Required tasks
a. Answer these questions about the article on the Florida conversion therapy ruling:
(i) What was the vote in the appeals court's decision?
(ii) Which president appointed Circuit Judge Barbara Martin?
(iii) According to the June study by the Williams Institute, how many states ban licensed healthcare professionals from conducting conversion therapy on children?
b. Please return the stretch of the article on the Florida conversion therapy ruling from "A June study" through "clients that option.", copied word for word.

Document section
--------

(Reuters) - A divided federal appeals court on Friday declared unconstitutional two south Florida laws that banned therapists from offering conversion therapy to children struggling with their sexual orientation or gender identity.
In a 2-1 decision, the 11th U.S. Circuit Court of Appeals sided with two therapists who said the laws in the city of Boca Raton and Palm Beach County violated their free speech rights.
Circuit Judge Britt Grant said that while enjoining the laws “allows speech that many find concerning--even dangerous,” the First Amendment “does not allow communities to determine how their neighbors may be counseled about matters of sexual orientation or gender.”
Conversion therapy aims to change people’s sexual orientations or gender identities.
The therapists, Robert Otto and Julie Hamilton, said their clients typically had “sincerely held religious beliefs conflicting with homosexuality,” and sought counseling to conform their identities and behaviors with those beliefs.
Republican President Donald Trump appointed both judges in Friday’s majority.
Circuit Judge Barbara Martin, appointed by Democratic President Barack Obama, dissented, citing a compelling interest in protecting children from a “harmful therapeutic practice.”
In separate statements, Boca Raton’s lawyer Jamie Cole and Palm Beach County’s lawyer Helene Hvizd called the dissent “well-reasoned,” and said both were weighing their legal options.
Mat Staver, a lawyer for the therapists, called the decision the first of its kind by a federal appeals court, and “a huge victory” enabling people to choose counseling free of government censorship.
A June study by the Williams Institute at UCLA School of Law said 20 states and Washington, D.C. ban licensed healthcare professionals from conducting conversion therapy on children.
Critics say the practice stigmatizes lesbian, gay, bisexual and transgender people, and is linked to depression, anxiety and suicide.
The American Psychiatric Association also opposes conversion therapy, saying the practice often assumes that homosexuality is a mental disorder.
Some supporters of the practice have offered religious justifications or said it is unethical not to offer clients that option.
The case is Otto et al v City of Boca Raton, Florida et al, 11th U.S. Circuit Court of Appeals, No. 19-10604.

--------

Extracted records
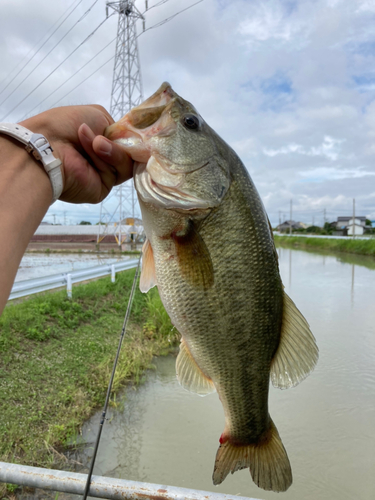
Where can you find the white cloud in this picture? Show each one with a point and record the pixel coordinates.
(329, 149)
(321, 174)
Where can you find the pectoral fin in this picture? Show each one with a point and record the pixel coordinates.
(148, 276)
(194, 258)
(190, 375)
(297, 353)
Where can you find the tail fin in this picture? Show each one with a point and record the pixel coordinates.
(268, 462)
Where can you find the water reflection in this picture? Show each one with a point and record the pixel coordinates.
(167, 435)
(36, 265)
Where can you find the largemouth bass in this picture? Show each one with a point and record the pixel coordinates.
(210, 251)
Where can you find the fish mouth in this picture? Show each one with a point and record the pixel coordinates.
(150, 191)
(143, 116)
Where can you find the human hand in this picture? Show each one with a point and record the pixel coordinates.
(92, 164)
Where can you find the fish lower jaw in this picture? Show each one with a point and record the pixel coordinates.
(165, 196)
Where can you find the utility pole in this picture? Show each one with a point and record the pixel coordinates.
(290, 227)
(353, 228)
(126, 93)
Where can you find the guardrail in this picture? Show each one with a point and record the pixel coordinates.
(36, 285)
(101, 487)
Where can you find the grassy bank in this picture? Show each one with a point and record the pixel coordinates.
(360, 247)
(56, 356)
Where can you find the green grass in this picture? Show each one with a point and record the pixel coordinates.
(56, 356)
(360, 247)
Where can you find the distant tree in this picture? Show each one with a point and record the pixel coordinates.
(314, 229)
(327, 228)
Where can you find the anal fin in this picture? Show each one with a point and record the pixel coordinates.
(148, 275)
(189, 375)
(297, 353)
(267, 460)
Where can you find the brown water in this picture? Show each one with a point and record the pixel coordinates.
(166, 435)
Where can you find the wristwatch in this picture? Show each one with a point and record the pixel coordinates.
(41, 149)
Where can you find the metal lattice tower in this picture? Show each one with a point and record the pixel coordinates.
(126, 93)
(127, 83)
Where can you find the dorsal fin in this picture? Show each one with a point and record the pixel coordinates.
(148, 276)
(190, 375)
(297, 353)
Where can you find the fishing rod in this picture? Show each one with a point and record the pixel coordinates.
(127, 314)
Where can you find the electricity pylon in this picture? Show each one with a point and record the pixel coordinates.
(126, 93)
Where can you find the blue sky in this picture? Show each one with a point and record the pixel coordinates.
(289, 85)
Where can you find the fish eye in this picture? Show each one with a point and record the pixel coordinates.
(191, 122)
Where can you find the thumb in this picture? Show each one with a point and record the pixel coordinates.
(115, 155)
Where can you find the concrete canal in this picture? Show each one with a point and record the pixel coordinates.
(162, 434)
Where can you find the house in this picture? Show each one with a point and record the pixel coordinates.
(347, 227)
(285, 226)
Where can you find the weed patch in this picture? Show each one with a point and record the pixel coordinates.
(360, 247)
(56, 357)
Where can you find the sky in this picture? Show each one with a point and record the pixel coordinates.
(290, 85)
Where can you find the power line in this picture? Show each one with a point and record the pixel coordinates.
(48, 53)
(170, 18)
(93, 73)
(66, 81)
(36, 52)
(156, 5)
(83, 81)
(57, 67)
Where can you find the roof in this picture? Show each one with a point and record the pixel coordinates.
(360, 217)
(79, 229)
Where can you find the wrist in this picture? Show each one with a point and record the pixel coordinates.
(21, 171)
(39, 147)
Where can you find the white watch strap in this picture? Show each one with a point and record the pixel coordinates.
(41, 149)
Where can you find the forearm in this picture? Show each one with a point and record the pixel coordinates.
(25, 195)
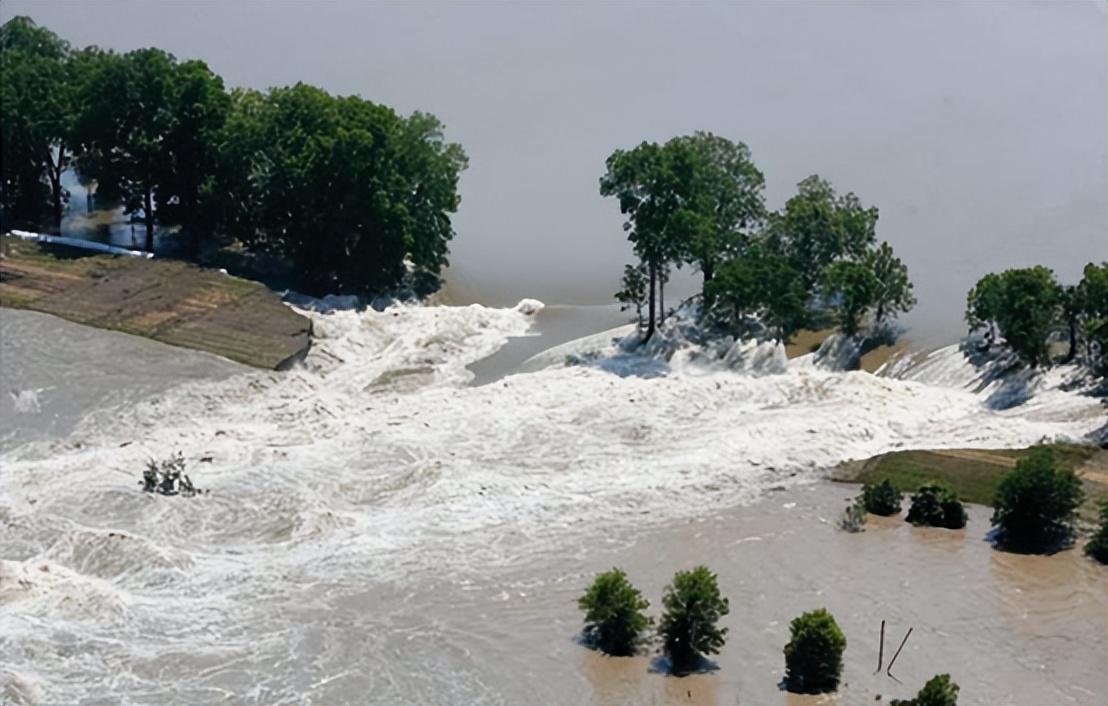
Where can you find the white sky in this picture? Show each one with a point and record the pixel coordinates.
(980, 130)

--------

Answers by item
a.
(i) 2-1
(ii) Democratic President Barack Obama
(iii) 20 states, along with Washington, D.C.

b.
A June study by the Williams Institute at UCLA School of Law said 20 states and Washington, D.C. ban licensed healthcare professionals from conducting conversion therapy on children.
Critics say the practice stigmatizes lesbian, gay, bisexual and transgender people, and is linked to depression, anxiety and suicide.
The American Psychiatric Association also opposes conversion therapy, saying the practice often assumes that homosexuality is a mental disorder.
Some supporters of the practice have offered religious justifications or said it is unethical not to offer clients that option.